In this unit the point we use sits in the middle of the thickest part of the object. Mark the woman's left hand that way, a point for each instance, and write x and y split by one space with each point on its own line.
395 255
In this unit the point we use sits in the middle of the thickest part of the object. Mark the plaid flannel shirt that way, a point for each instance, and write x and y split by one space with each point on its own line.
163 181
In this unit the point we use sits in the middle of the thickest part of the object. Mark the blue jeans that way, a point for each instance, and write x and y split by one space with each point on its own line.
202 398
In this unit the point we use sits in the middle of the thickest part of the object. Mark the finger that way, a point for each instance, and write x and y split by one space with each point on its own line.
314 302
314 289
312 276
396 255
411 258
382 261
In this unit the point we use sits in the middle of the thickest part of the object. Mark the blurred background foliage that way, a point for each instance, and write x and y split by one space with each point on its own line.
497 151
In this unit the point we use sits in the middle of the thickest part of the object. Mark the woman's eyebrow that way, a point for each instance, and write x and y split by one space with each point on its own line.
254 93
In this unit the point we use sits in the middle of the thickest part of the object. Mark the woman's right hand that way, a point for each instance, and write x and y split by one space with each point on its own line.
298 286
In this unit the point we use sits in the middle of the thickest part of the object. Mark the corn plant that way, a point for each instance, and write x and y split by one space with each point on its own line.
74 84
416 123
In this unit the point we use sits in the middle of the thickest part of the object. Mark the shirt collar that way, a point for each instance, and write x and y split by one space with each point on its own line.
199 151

◇ ◇ ◇ ◇ ◇

Once the line containing "the woman's right" is found in the listing above, set down that line and every line after it, exactly.

In this unit the point we use sits in the middle of the thickest part of the object. Mark the woman's right hand that way, a point for each instance, and write x and y split by one space with each point on its own line.
298 286
In this unit the point we use sits in the middle of the thickest part of the object. Mark the corn plant that way, a point for each instance, and write x and y split by one space with each point on its own line.
74 84
416 123
In this unit the point we use sits in the middle of the thickest part of the object. Mark the shirt collar that way, a point for each instance, and write x and y split by one space with each point on its own line.
199 151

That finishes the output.